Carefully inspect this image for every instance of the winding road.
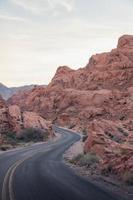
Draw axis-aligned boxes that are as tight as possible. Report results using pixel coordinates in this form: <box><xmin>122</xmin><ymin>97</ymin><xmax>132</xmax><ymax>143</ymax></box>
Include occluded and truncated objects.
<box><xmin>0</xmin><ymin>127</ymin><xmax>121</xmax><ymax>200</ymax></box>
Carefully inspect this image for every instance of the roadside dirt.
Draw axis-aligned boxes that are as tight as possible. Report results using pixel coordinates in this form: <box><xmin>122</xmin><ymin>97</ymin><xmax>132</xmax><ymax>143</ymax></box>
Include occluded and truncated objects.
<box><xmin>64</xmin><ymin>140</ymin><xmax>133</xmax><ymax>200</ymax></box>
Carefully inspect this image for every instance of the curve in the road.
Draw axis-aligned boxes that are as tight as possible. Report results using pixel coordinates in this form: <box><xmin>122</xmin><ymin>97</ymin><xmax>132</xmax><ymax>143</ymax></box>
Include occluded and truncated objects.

-*-

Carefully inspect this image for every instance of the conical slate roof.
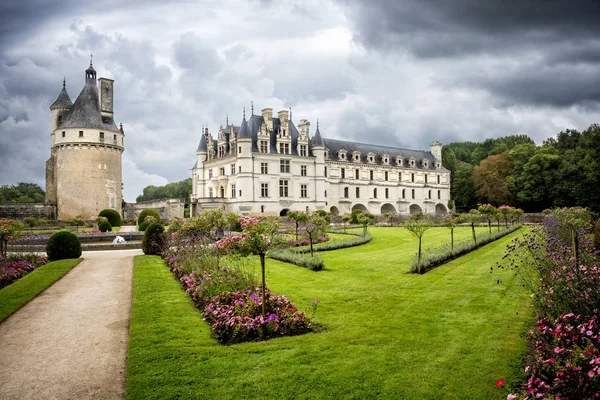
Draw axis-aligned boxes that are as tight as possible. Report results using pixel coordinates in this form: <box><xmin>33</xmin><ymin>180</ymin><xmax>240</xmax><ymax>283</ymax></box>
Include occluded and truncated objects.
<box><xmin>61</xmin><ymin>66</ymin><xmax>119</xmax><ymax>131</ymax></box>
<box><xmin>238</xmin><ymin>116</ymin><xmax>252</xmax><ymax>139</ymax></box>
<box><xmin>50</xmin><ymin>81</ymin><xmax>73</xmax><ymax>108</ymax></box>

-*-

**BRIEF**
How many lines of the material above contain the word "image"? Case counts. Give only the number.

**SOLVED EXERCISE**
4